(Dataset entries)
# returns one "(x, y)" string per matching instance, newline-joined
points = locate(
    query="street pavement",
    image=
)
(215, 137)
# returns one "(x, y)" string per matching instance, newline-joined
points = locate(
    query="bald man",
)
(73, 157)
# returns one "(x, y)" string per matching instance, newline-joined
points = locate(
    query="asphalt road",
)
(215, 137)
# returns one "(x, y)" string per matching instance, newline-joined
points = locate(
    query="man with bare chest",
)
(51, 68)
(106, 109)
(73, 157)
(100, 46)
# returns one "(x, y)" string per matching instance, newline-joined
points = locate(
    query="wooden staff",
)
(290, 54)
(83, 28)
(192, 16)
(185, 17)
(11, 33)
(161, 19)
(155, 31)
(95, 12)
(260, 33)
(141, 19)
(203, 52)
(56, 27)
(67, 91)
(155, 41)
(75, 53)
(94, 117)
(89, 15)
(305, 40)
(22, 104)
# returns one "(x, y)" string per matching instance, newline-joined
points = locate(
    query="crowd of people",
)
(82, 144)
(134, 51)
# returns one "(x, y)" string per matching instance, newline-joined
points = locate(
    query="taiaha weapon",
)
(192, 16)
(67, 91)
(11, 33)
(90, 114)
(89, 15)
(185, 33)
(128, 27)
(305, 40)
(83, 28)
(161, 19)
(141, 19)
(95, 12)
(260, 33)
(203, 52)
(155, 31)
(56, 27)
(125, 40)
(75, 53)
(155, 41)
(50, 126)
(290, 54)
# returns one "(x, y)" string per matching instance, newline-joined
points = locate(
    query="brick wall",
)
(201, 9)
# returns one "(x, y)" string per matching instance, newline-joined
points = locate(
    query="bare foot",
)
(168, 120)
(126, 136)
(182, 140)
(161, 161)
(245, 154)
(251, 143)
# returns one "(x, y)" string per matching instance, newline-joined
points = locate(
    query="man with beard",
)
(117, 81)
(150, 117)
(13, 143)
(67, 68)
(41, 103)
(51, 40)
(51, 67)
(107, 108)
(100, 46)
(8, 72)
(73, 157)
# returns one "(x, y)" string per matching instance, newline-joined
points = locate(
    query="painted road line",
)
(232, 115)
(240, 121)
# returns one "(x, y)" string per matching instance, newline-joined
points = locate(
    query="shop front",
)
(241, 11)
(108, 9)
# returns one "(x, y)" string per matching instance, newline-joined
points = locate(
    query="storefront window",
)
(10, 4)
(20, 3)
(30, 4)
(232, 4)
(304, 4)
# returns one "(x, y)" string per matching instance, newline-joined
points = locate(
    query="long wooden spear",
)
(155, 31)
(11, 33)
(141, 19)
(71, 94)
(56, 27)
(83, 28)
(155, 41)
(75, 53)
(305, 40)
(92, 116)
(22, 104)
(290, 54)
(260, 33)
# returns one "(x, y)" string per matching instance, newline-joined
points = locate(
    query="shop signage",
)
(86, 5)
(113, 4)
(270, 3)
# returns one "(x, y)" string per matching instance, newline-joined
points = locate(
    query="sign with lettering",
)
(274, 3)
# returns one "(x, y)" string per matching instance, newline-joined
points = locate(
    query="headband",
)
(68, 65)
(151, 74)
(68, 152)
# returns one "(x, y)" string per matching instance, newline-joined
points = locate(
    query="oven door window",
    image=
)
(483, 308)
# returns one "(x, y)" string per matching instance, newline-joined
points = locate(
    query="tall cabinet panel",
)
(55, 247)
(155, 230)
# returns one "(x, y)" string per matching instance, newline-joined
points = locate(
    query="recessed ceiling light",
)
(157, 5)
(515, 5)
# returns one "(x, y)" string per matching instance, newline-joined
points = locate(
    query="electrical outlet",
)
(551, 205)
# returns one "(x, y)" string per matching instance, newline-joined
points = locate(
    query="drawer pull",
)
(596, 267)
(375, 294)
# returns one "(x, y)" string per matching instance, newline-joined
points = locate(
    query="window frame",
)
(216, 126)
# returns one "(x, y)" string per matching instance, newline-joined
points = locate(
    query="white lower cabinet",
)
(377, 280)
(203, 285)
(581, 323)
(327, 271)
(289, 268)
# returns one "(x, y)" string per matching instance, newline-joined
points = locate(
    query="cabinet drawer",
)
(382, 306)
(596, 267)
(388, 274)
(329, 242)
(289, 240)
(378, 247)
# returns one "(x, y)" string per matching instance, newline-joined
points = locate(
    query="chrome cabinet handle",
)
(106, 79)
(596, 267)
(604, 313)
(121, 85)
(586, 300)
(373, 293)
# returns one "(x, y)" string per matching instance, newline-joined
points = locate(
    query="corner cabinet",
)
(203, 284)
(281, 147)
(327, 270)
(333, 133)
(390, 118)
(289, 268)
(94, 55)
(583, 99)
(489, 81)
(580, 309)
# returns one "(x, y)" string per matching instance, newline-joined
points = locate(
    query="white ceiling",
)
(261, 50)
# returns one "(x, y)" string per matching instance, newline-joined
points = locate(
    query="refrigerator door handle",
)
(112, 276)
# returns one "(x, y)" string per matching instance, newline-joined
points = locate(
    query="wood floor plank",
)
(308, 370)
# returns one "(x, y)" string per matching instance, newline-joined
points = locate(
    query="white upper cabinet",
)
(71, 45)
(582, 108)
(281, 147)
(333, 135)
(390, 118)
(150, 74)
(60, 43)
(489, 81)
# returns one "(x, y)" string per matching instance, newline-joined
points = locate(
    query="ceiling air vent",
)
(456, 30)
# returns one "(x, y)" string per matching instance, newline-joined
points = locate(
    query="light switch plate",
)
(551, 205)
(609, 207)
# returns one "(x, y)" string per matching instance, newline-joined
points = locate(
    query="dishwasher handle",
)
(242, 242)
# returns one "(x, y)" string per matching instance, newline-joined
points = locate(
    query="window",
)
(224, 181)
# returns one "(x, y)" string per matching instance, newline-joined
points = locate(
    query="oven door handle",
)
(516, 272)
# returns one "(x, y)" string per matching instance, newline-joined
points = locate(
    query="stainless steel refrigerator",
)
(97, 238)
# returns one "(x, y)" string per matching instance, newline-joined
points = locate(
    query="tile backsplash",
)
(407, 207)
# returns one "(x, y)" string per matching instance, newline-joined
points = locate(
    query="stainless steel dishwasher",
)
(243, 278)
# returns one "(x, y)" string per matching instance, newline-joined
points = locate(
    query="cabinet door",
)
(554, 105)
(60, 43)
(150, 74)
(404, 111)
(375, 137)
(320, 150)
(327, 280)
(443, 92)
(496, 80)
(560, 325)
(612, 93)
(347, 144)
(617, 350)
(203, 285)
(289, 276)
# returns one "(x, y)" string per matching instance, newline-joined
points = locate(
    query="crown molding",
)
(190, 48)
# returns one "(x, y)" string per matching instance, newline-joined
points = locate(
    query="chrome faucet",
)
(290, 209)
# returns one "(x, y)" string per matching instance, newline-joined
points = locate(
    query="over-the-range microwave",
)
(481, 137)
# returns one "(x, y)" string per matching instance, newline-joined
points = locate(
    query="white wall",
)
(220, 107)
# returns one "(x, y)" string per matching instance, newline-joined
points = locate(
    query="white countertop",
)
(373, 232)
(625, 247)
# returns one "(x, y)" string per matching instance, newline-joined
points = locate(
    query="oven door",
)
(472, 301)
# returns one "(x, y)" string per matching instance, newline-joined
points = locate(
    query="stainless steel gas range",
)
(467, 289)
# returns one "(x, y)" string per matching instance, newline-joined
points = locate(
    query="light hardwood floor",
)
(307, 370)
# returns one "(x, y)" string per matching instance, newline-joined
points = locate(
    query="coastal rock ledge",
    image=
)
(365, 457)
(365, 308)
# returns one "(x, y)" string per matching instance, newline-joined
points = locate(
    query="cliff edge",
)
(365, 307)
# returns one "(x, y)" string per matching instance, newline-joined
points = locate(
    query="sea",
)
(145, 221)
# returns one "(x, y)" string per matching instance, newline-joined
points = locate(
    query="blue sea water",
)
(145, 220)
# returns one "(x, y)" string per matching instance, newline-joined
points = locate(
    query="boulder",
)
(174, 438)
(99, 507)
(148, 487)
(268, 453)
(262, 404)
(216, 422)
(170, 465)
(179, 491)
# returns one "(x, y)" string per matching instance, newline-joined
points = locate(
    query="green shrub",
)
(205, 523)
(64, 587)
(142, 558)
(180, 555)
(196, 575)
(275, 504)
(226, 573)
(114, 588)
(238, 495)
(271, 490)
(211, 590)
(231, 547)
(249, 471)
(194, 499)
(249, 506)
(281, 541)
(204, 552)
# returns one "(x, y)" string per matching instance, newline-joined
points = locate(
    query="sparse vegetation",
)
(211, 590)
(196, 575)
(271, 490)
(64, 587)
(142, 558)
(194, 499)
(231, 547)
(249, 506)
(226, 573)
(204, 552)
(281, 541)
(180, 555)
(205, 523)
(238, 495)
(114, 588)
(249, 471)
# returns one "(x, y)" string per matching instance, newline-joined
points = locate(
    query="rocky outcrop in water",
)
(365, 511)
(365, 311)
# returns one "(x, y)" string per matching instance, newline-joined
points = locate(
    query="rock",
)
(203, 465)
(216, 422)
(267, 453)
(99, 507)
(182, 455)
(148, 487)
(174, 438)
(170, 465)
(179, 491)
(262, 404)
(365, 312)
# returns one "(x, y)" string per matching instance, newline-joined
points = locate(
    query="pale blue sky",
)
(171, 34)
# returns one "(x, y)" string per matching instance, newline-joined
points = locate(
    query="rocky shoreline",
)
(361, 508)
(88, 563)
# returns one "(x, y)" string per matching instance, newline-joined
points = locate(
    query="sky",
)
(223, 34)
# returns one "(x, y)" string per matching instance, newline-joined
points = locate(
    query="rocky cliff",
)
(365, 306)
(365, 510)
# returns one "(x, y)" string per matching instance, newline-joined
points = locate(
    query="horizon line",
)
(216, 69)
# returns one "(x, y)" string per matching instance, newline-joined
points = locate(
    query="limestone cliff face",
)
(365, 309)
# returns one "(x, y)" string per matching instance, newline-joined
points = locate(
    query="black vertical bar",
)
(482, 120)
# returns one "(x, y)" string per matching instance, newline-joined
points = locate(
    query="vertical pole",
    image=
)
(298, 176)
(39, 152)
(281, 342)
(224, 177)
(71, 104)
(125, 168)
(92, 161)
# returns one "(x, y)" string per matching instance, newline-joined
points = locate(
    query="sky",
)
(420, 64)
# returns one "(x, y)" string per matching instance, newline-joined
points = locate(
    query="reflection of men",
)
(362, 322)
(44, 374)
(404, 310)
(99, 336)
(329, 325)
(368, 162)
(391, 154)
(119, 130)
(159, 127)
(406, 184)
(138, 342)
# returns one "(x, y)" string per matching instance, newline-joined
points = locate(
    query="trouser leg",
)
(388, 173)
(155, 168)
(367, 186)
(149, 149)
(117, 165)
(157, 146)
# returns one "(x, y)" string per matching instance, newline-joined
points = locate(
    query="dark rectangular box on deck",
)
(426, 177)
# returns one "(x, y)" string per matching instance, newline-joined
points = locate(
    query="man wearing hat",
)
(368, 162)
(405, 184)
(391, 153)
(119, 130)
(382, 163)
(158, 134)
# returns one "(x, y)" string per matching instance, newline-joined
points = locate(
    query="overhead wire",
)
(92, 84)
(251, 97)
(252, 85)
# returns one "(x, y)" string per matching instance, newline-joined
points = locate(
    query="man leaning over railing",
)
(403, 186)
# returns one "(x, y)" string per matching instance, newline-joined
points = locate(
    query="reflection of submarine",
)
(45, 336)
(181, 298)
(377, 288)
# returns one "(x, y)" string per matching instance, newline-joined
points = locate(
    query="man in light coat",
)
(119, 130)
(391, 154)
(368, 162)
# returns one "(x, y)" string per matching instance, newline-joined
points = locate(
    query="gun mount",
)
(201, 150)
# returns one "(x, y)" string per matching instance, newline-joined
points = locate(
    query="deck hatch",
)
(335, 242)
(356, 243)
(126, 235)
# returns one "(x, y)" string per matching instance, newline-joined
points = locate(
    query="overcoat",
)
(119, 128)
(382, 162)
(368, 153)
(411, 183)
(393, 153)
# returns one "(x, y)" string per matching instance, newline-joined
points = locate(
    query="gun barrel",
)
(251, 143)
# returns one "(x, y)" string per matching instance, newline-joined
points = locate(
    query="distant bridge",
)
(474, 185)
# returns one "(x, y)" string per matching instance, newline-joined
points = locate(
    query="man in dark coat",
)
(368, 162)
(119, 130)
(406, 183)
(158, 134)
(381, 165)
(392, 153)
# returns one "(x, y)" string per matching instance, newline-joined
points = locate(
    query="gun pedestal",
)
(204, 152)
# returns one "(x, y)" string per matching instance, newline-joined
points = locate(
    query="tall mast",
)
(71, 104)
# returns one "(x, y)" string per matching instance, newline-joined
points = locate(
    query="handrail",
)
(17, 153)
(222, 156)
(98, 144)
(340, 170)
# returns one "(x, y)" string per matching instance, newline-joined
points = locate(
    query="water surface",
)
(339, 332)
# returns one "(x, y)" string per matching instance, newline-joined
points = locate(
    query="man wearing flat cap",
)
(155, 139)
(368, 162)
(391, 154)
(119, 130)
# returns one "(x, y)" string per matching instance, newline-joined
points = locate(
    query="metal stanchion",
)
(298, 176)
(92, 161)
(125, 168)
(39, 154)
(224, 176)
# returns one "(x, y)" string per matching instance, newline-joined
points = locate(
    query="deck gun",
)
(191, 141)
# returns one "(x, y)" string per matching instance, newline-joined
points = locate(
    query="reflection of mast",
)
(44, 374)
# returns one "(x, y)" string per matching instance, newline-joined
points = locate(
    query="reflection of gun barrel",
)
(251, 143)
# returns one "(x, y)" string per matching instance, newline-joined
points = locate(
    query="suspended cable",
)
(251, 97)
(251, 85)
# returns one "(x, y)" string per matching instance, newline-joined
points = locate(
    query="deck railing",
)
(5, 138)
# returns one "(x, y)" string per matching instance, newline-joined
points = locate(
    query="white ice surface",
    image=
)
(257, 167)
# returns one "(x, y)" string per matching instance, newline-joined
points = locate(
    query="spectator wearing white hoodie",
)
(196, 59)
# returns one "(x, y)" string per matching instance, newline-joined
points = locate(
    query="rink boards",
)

Task requirements: All lines above with the word "rocky" need to be reported.

Response to this exercise:
    query="rocky outcrop in water",
    query="rocky shoreline",
    query="rocky cliff",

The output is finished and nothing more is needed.